Text segment
The econometric secret of blending

It is February 2016, it is 10 degrees below zero and you are on your way to Utrecht, to visit your family. You are lucky because you do not have to take into account the winter regulations of NS. That is because you have used your well-earned pay check to purchase a second hand diesel car and your car always gets you from A to B safely. You just have to scrub the windows free of frost and then… yes, luckily the motor starts. Once you finally arrive in Utrecht you stop to think to yourself: ‘environmental zone’ you hear yourself say. Luckily, there is nothing to worry about because your car is from 2002.

As a car owner you are completely sure that your steel steed will perform under any circumstances. Warmth and cold need to be faced up to, and of course you are also thinking a bit about the environment. Next to the condition of the car, the quality of the fuel is an important factor here. Luckily, you don’t have to worry about the quality of the fuel, the government and the oil companies do that for you. Octane number, sulphur emission, density, flash point, cloud point, oxygen, aromatics content and benzene content are examples of properties that specify fuel. For example, Euro95 has an octane number of at least 95, a density of about 0.75 kg/l and the sulphur content may not be higher than 10 ppm.

Now you are probably asking yourself, why am I reading this piece in the Estimator? You have maybe also already come up with the answer to this question: there is a very interesting case on optimisation in the production of diesel and petrol!

Extracted records
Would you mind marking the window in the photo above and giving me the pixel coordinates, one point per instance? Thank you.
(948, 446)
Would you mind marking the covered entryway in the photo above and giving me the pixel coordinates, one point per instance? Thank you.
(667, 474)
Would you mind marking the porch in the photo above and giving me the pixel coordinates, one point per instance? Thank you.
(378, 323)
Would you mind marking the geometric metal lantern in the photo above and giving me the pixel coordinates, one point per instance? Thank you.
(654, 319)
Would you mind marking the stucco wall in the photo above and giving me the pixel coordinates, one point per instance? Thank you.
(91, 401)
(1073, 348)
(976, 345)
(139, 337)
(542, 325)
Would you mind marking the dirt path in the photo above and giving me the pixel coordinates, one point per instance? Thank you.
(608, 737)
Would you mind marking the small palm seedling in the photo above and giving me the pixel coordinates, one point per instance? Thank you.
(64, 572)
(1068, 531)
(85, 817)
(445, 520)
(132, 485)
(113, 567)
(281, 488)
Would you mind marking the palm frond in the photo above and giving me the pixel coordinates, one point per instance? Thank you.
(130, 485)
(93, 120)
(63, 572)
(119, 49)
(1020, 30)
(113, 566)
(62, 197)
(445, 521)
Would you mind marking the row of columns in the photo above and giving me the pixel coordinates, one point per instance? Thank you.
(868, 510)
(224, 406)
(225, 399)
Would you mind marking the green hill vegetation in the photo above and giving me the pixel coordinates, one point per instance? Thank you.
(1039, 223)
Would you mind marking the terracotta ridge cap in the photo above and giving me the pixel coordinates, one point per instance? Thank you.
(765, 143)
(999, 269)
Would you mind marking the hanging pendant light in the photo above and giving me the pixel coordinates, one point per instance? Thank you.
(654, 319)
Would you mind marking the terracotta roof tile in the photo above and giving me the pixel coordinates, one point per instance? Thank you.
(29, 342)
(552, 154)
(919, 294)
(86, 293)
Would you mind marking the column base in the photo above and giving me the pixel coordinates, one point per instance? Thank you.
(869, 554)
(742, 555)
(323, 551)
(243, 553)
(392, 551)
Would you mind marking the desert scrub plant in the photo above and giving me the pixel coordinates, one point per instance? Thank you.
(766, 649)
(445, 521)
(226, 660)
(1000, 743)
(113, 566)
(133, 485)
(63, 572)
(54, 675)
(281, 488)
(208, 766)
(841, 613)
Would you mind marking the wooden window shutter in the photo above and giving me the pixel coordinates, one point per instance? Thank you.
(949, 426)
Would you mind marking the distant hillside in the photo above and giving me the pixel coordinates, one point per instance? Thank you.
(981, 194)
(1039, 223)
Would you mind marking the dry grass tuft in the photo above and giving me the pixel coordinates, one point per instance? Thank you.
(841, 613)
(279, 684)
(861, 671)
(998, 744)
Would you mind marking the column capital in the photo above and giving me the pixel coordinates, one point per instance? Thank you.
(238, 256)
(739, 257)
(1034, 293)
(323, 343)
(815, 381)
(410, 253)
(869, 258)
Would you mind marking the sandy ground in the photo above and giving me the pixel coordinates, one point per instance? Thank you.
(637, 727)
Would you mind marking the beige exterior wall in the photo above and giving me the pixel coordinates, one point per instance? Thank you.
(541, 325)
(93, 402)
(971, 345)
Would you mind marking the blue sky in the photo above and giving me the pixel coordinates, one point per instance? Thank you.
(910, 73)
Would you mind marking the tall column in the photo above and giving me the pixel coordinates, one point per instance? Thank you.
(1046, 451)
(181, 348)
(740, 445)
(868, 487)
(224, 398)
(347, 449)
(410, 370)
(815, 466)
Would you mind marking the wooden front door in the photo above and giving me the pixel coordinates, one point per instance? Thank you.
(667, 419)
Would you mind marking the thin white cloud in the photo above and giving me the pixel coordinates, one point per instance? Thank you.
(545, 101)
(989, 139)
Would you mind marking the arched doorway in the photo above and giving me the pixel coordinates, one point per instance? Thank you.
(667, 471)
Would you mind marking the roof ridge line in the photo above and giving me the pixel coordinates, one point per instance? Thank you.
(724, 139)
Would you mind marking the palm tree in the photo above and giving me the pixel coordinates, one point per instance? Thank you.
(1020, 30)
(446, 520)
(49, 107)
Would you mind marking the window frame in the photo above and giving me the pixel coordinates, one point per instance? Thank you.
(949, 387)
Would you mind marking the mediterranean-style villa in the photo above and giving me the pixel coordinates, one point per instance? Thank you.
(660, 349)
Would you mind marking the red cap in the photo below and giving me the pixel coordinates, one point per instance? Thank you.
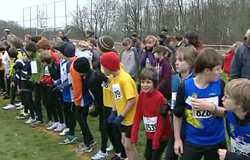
(111, 61)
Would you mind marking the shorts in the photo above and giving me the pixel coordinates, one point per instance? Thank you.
(126, 129)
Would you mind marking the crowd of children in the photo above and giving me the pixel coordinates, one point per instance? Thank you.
(171, 84)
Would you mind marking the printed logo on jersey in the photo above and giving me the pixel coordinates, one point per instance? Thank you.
(150, 124)
(117, 91)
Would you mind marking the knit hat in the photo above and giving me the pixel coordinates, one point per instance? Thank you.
(105, 43)
(68, 49)
(111, 61)
(81, 65)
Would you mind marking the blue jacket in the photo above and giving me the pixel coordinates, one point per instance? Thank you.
(241, 63)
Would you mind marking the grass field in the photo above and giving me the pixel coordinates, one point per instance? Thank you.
(19, 141)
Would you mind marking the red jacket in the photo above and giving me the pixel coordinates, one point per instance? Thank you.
(148, 108)
(228, 60)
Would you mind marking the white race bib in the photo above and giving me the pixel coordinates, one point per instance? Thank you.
(173, 99)
(117, 91)
(240, 148)
(33, 67)
(199, 113)
(150, 123)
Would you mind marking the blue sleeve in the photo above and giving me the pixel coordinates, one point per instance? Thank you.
(236, 65)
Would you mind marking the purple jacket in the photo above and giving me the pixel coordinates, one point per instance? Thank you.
(151, 59)
(164, 71)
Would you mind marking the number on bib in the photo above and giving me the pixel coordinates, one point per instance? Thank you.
(117, 91)
(150, 124)
(201, 114)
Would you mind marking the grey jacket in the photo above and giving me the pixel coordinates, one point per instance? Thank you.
(240, 67)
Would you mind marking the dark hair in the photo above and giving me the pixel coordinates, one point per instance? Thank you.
(35, 38)
(16, 42)
(2, 47)
(193, 38)
(207, 58)
(58, 46)
(31, 46)
(92, 40)
(149, 73)
(13, 52)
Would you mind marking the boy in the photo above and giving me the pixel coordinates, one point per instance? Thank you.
(53, 97)
(164, 71)
(13, 54)
(66, 51)
(37, 70)
(158, 128)
(201, 97)
(129, 58)
(23, 72)
(125, 99)
(185, 61)
(236, 102)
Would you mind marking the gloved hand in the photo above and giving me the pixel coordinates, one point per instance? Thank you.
(118, 120)
(165, 109)
(112, 116)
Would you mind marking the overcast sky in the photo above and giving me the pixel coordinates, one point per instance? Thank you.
(13, 10)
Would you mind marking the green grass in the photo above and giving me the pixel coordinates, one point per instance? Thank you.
(19, 141)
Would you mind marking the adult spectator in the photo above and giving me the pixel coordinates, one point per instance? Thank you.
(61, 34)
(89, 34)
(241, 61)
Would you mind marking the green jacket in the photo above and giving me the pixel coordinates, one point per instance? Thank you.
(37, 77)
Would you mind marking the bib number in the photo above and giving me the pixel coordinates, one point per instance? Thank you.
(173, 100)
(240, 148)
(117, 91)
(150, 124)
(201, 114)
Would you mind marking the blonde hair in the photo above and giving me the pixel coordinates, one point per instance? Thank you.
(238, 91)
(189, 54)
(150, 37)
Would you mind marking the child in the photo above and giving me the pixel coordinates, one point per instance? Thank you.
(147, 57)
(125, 99)
(164, 71)
(37, 70)
(53, 97)
(129, 58)
(66, 51)
(2, 83)
(201, 97)
(158, 128)
(23, 71)
(96, 57)
(236, 102)
(13, 54)
(184, 66)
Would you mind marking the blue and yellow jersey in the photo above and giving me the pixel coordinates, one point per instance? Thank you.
(239, 135)
(203, 128)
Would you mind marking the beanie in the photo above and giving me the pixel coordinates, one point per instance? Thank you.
(81, 65)
(111, 61)
(105, 43)
(68, 49)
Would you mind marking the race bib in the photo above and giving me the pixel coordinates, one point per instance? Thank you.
(199, 113)
(240, 147)
(173, 99)
(117, 91)
(150, 124)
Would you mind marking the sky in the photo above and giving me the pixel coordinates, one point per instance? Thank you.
(13, 10)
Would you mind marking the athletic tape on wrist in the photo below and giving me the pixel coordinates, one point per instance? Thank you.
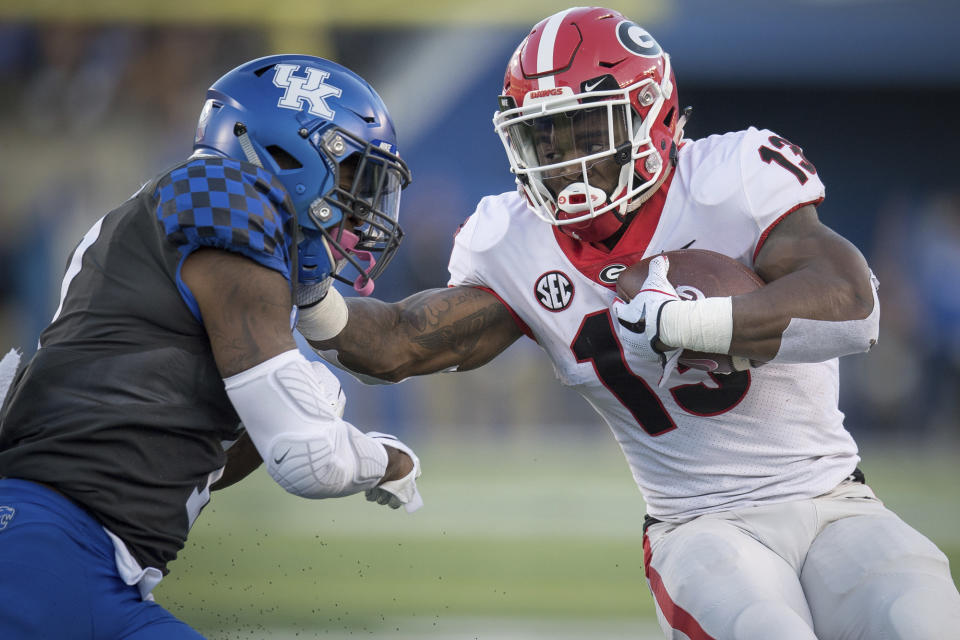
(699, 325)
(325, 319)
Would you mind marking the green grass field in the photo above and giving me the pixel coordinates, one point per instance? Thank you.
(540, 540)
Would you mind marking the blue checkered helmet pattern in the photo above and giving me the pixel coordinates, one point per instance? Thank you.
(327, 137)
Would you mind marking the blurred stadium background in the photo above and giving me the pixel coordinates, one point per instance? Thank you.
(532, 523)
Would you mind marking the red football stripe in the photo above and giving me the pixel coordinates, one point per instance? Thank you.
(676, 616)
(666, 293)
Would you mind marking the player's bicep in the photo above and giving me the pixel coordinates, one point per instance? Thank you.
(817, 260)
(245, 308)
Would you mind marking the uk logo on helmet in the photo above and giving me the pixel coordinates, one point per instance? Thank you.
(307, 91)
(554, 291)
(6, 515)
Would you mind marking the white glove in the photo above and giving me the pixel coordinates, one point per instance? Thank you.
(397, 492)
(638, 321)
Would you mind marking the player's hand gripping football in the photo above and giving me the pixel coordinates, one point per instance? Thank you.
(402, 491)
(638, 321)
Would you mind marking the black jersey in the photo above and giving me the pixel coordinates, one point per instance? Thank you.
(122, 409)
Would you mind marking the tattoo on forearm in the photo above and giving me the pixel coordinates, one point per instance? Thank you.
(460, 336)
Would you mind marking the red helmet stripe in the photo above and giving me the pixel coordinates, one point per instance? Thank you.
(545, 49)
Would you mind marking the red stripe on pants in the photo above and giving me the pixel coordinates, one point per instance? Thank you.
(676, 616)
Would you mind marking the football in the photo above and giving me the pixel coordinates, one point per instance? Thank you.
(696, 274)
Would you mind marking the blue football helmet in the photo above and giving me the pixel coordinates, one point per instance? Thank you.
(327, 137)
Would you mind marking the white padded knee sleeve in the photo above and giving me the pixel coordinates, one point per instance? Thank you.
(291, 409)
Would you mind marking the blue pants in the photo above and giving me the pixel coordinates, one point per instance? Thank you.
(58, 579)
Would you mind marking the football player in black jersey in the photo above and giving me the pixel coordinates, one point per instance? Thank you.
(170, 367)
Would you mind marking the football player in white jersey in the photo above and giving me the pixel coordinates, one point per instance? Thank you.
(759, 523)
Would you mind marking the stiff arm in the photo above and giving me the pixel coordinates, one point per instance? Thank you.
(458, 328)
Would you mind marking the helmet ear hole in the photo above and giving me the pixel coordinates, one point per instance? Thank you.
(283, 158)
(668, 119)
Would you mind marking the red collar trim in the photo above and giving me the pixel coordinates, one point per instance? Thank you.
(590, 259)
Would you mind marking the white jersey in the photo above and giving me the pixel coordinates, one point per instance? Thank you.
(702, 442)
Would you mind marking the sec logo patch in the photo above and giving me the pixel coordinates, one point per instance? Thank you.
(554, 291)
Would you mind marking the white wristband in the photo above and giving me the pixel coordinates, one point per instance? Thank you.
(325, 319)
(699, 325)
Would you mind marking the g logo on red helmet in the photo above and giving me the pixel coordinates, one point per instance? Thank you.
(636, 40)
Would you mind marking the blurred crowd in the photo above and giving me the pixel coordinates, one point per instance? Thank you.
(88, 113)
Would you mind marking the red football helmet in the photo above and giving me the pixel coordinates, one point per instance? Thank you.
(588, 118)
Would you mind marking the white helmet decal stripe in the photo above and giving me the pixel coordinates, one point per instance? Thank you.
(545, 49)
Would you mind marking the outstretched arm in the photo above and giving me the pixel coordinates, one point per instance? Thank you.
(433, 330)
(246, 313)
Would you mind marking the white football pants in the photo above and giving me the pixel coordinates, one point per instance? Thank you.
(839, 566)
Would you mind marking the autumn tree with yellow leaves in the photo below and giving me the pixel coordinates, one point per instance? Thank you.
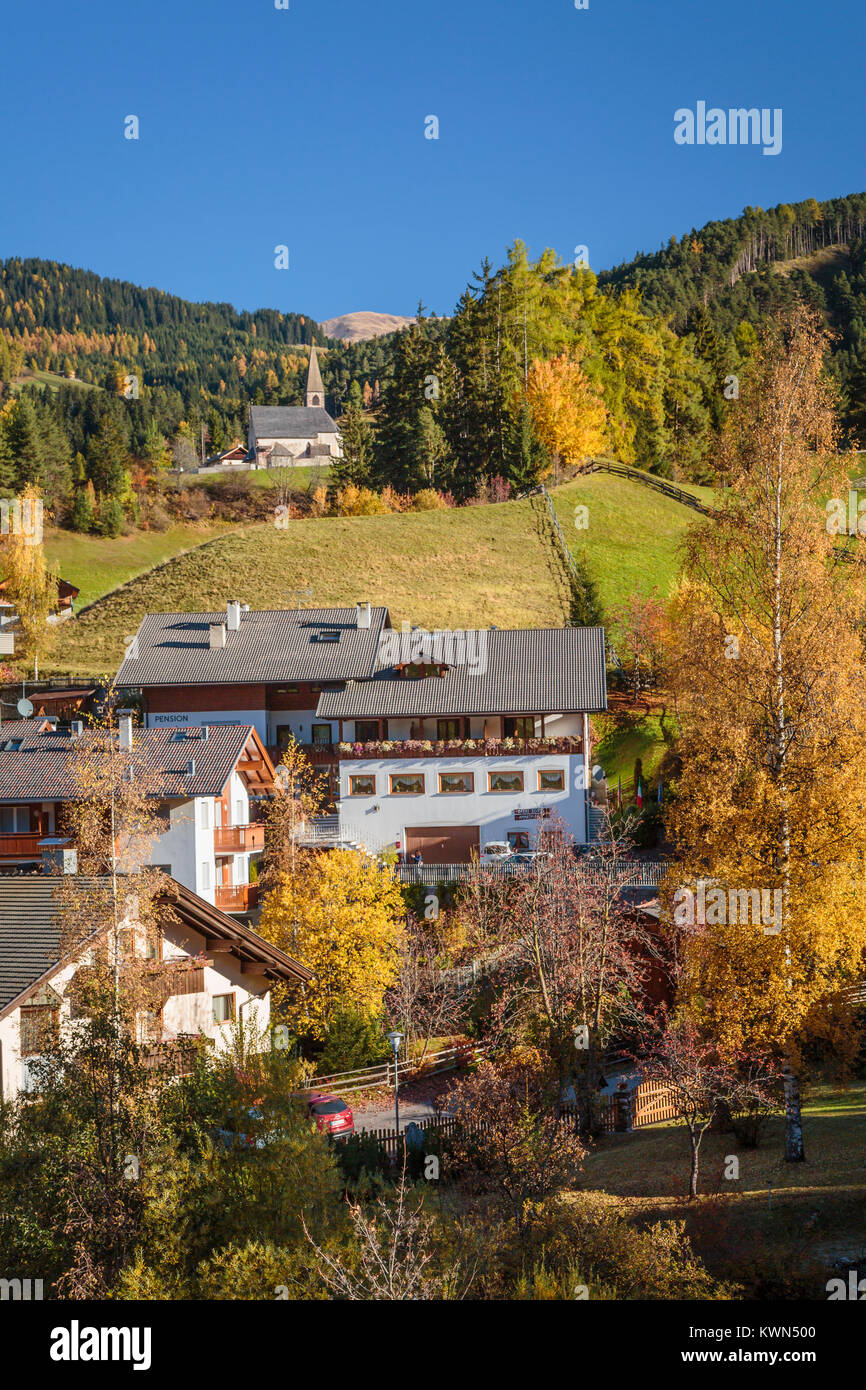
(772, 697)
(28, 583)
(342, 915)
(569, 413)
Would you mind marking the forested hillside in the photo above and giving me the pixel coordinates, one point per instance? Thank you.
(103, 385)
(740, 270)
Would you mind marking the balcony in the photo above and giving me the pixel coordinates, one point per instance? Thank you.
(242, 897)
(460, 748)
(237, 840)
(21, 847)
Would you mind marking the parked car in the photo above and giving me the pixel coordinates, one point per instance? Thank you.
(531, 856)
(332, 1115)
(495, 852)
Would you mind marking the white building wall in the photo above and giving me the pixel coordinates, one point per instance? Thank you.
(191, 1014)
(186, 845)
(556, 726)
(382, 819)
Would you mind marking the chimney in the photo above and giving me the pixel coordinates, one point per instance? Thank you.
(59, 856)
(124, 723)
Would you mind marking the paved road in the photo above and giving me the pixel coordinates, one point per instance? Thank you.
(382, 1115)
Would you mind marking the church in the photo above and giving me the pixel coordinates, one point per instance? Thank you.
(292, 435)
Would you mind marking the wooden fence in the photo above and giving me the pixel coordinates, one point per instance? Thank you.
(651, 1102)
(373, 1077)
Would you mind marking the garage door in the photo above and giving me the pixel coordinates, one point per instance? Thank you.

Request 1
Rewrite the fuel blending piece starting with "It is February" and going on through "is from 2002.", putting "Rotterdam" in place of "Utrecht".
Request 2
According to the fuel blending piece, what is the maximum sulphur content allowed in Euro95?
Request 3
Carry on the fuel blending piece from its final sentence.

Expected output 1
It is February 2016, it is 10 degrees below zero and you are on your way to Rotterdam, to visit your family. You are lucky because you do not have to take into account the winter regulations of NS. That is because you have used your well-earned pay check to purchase a second hand diesel car and your car always gets you from A to B safely. You just have to scrub the windows free of frost and then… yes, luckily the motor starts. Once you finally arrive in Rotterdam you stop to think to yourself: ‘environmental zone’ you hear yourself say. Luckily, there is nothing to worry about because your car is from 2002.

Expected output 2
No higher than 10 ppm.

Expected output 3
 "What is economically the most profitable blend, so that the demand is fulfilled and also al of the product specifications are met?"

In a refinery, raw oil is made into semi-finished products that subsequently are reworked into end products, like Euro95. The production of these end products is sometimes called ‘blending’. While you might be looking for the optimal blending recipe for cocktails, a refinery looks for the optimal blending recipe for the end products. In a market with many competitors, this has to be done as cheaply as possible. The question is: what is economically the most profitable blend, so that the demand is fulfilled and also al of the product specifications are met?

At first, this seems like extending a simple LP with some constraints for recipes (for e.g. use at maximum 10% ethanol, or in cocktails: use at least 10% ethanol). However, as you would expect, there are several factors that make the situation more complicated. The property of the octane does not blend linearly. To be able to predict the octane number of a blend regardless, blending rules have been developed. A blending rule describes how a property behaves when it is mixed. These blending rules are derived by applying statistical techniques. The use of blending rules in optimisation allows the refinery to better predict what the properties of a blend will be. The result of this, is that the blending can be done closer to the specifications. Of course, it would be a pity to make a blend with octane number 96, when 95 is the minimum. On the other hand, when your blend has an octane number of 94.8, then you have got a problem. Either you have to blend your blend again or you have to downgrade it to a ‘worse’ product and thus also sell it for a lower price. An off spec product cannot enter the market as Euro95.

The oil industry is helped a lot by blend models such as described above. The questions that are addressed:

  • Is there added value to buying a semi-finished product on the market?
  • How do I correct my off spec product?
  • How can I blend away a component of low quality?
  • What is the impact of strict regulations on the blend that I can make?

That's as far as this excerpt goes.